Outline lines for images:
--*--
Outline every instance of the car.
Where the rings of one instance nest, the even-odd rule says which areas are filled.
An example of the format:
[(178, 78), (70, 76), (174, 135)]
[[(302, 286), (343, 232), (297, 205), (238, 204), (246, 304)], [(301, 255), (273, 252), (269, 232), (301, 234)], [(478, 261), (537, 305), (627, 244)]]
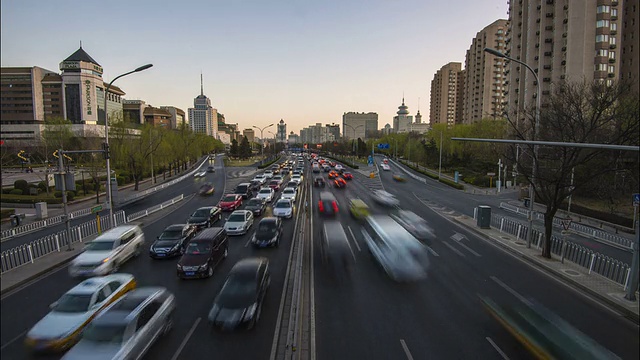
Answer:
[(25, 345), (35, 353), (69, 349), (100, 311), (135, 287), (136, 280), (130, 274), (82, 281), (49, 306), (51, 311), (27, 332)]
[(280, 199), (273, 206), (273, 216), (290, 219), (293, 217), (293, 201)]
[(264, 214), (266, 208), (267, 202), (257, 197), (247, 200), (244, 204), (244, 209), (253, 212), (253, 216), (260, 216)]
[(273, 191), (280, 190), (280, 181), (278, 181), (278, 180), (269, 181), (269, 187), (272, 188)]
[(198, 208), (187, 219), (187, 224), (194, 226), (196, 230), (211, 227), (216, 221), (222, 219), (222, 210), (217, 206), (204, 206)]
[(318, 213), (322, 216), (333, 217), (338, 215), (338, 201), (332, 193), (323, 191), (318, 200)]
[(212, 327), (234, 330), (253, 328), (260, 319), (262, 302), (271, 285), (269, 260), (264, 257), (238, 261), (213, 301), (207, 319)]
[(282, 190), (282, 196), (280, 196), (280, 199), (291, 200), (292, 203), (295, 203), (297, 194), (298, 191), (295, 188), (285, 188)]
[(196, 234), (196, 229), (187, 224), (167, 226), (149, 248), (149, 256), (154, 259), (167, 259), (182, 255), (187, 243)]
[(400, 200), (398, 200), (393, 194), (384, 190), (374, 190), (372, 192), (372, 198), (375, 202), (385, 206), (399, 206)]
[(200, 196), (209, 196), (213, 194), (214, 191), (215, 191), (215, 188), (213, 187), (213, 184), (206, 183), (200, 186), (200, 189), (198, 189), (198, 194), (200, 194)]
[(257, 229), (251, 237), (251, 243), (255, 247), (278, 247), (282, 238), (282, 220), (277, 217), (265, 217), (256, 226)]
[(258, 199), (262, 199), (265, 202), (271, 202), (276, 196), (275, 191), (270, 187), (263, 187), (258, 191), (258, 195), (256, 196)]
[(227, 235), (244, 235), (253, 225), (253, 212), (249, 210), (236, 210), (229, 215), (224, 224)]
[(238, 194), (227, 194), (218, 203), (218, 207), (222, 211), (234, 211), (240, 206), (242, 206), (242, 195)]
[(138, 225), (120, 225), (107, 230), (87, 243), (80, 255), (71, 261), (72, 277), (102, 276), (117, 272), (122, 264), (140, 255), (144, 232)]
[(222, 228), (208, 228), (198, 233), (184, 250), (176, 265), (180, 279), (213, 276), (214, 268), (229, 255), (229, 240)]
[(251, 199), (253, 197), (253, 191), (251, 190), (250, 183), (241, 183), (233, 190), (234, 194), (239, 194), (243, 199)]
[(343, 189), (347, 186), (347, 181), (343, 178), (336, 178), (333, 180), (333, 186), (339, 189)]
[(82, 332), (65, 360), (140, 359), (173, 327), (175, 296), (159, 286), (128, 292)]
--*--
Request:
Please edit these lines so that "even-odd rule" becomes "nonzero winding rule" and nothing else changes. Leave the pictures out of your answer.

Full response:
Outline every instance of the car.
Where the rings of one instance nest, the nonzero winding rule says which areas are filled.
An example of the format:
[(178, 78), (70, 76), (174, 135)]
[[(302, 286), (343, 232), (297, 205), (238, 204), (246, 304)], [(301, 255), (273, 252), (269, 232), (301, 234)], [(478, 261), (537, 305), (627, 244)]]
Answer:
[(25, 345), (35, 353), (69, 349), (100, 311), (135, 287), (136, 280), (130, 274), (82, 281), (49, 306), (51, 311), (27, 332)]
[(280, 199), (273, 206), (273, 216), (290, 219), (293, 217), (293, 201)]
[(264, 214), (266, 208), (267, 202), (257, 197), (247, 200), (244, 204), (244, 209), (253, 212), (253, 216), (260, 216)]
[(273, 191), (280, 190), (280, 181), (278, 181), (278, 180), (269, 181), (269, 187), (272, 188)]
[(198, 208), (187, 219), (187, 224), (194, 226), (196, 230), (211, 227), (216, 221), (222, 219), (222, 210), (217, 206), (204, 206)]
[(318, 213), (322, 216), (333, 217), (338, 215), (338, 201), (332, 193), (323, 191), (318, 200)]
[(212, 327), (234, 330), (253, 328), (260, 319), (262, 302), (271, 285), (269, 260), (264, 257), (238, 261), (213, 301), (207, 319)]
[(282, 190), (282, 196), (280, 196), (280, 199), (291, 200), (292, 203), (295, 203), (297, 194), (298, 191), (295, 188), (285, 188)]
[(196, 234), (196, 229), (187, 224), (167, 226), (149, 248), (149, 256), (154, 259), (167, 259), (182, 255), (187, 243)]
[(400, 200), (398, 200), (393, 194), (384, 190), (374, 190), (372, 192), (372, 198), (375, 202), (385, 206), (399, 206)]
[(200, 196), (209, 196), (213, 194), (214, 191), (215, 191), (215, 188), (213, 187), (213, 184), (206, 183), (200, 186), (200, 189), (198, 189), (198, 194), (200, 194)]
[(257, 229), (251, 237), (251, 243), (255, 247), (278, 247), (282, 238), (282, 220), (277, 217), (265, 217), (256, 226)]
[(258, 199), (262, 199), (265, 202), (271, 202), (276, 196), (275, 191), (270, 187), (263, 187), (258, 191), (258, 195), (256, 196)]
[(227, 235), (244, 235), (253, 225), (253, 212), (249, 210), (236, 210), (229, 215), (224, 224)]
[(238, 194), (227, 194), (218, 203), (218, 207), (222, 211), (234, 211), (240, 206), (242, 206), (242, 195)]
[(138, 225), (120, 225), (107, 230), (87, 243), (80, 255), (71, 261), (72, 277), (102, 276), (117, 272), (122, 264), (140, 255), (144, 232)]
[(222, 228), (208, 228), (198, 233), (184, 250), (176, 265), (180, 279), (213, 276), (214, 268), (229, 255), (229, 240)]
[(251, 199), (253, 197), (253, 191), (251, 190), (250, 183), (241, 183), (233, 190), (234, 194), (239, 194), (243, 199)]
[(343, 189), (347, 186), (347, 181), (343, 178), (336, 178), (333, 180), (333, 186), (339, 189)]
[(82, 332), (65, 360), (140, 359), (173, 327), (175, 296), (159, 286), (128, 292)]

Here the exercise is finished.